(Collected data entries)

==============================

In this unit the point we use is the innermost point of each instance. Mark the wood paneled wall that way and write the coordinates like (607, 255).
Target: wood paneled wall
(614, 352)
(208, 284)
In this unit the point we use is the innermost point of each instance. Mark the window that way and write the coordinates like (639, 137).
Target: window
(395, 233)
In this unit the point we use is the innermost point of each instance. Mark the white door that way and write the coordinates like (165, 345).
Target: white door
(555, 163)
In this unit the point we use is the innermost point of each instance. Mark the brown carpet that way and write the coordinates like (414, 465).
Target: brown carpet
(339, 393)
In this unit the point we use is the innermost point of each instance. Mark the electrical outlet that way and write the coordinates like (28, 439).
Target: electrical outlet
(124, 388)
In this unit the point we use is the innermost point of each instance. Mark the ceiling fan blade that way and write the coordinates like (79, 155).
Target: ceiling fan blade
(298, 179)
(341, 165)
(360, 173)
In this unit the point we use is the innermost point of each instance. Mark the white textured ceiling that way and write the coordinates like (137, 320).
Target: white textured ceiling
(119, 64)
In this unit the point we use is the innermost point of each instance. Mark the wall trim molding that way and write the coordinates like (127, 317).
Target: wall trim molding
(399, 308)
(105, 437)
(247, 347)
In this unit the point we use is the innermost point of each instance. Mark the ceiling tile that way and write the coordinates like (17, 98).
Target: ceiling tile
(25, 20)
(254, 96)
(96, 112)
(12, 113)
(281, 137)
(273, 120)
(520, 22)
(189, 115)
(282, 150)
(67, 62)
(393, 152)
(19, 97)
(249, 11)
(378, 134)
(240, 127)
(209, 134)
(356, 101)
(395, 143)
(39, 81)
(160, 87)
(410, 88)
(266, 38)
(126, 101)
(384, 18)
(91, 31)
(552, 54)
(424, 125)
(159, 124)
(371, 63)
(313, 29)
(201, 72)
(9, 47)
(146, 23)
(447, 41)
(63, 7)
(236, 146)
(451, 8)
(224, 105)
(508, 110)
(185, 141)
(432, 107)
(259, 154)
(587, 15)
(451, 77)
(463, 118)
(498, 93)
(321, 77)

==============================

[What needs to be done] Copy, exactly and only, the lines above that begin with the one containing "like (127, 317)." and finish with the one containing "like (17, 98).".

[Written response]
In this unit the point we use is the innermost point of each instance. Mark the wall trim molding that way and write the coordinates like (127, 317).
Target: wall trim molding
(399, 308)
(105, 437)
(247, 347)
In this unit the point we use is the innermost point of each instance. Mark the ceiling tile that way and write the coordinates like (17, 98).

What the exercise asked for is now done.